» **GIVEN DATA**
------------------------------------------------------------
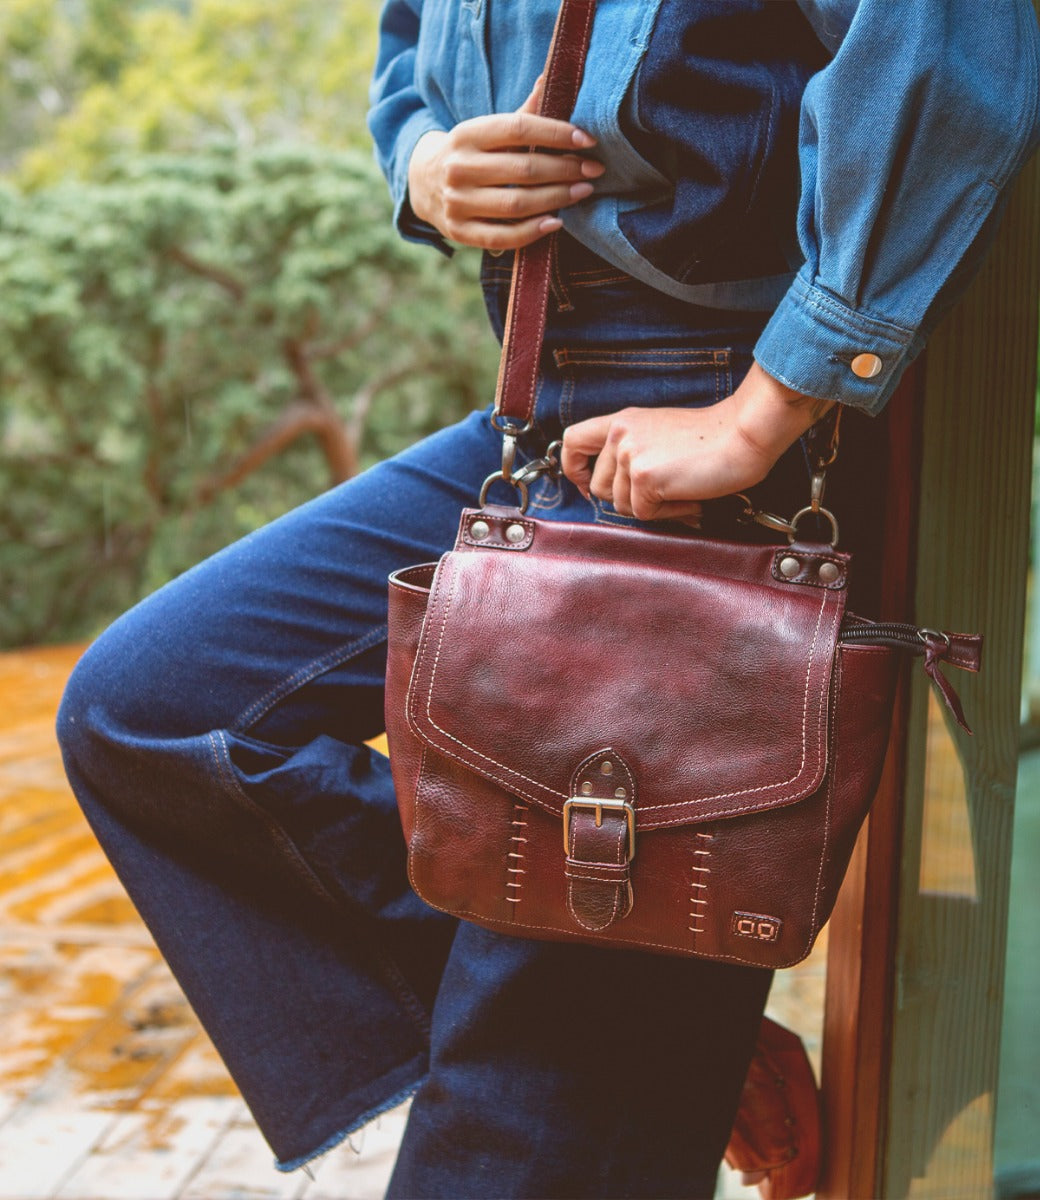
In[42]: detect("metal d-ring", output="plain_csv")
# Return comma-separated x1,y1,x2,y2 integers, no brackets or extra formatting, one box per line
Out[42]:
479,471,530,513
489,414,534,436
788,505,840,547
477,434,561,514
------------------------------------------------------------
Everything in the records above should be printed exactly, apart from the pictures.

» **ANSWER AREA**
In[42]: detect("metal d-ring", output="plain_csv")
# Return comma-separated x1,y1,x2,y2 integers, no brackets or extra formatting, one box per line
Out[42]:
479,471,530,513
489,414,534,436
788,505,840,547
477,434,561,514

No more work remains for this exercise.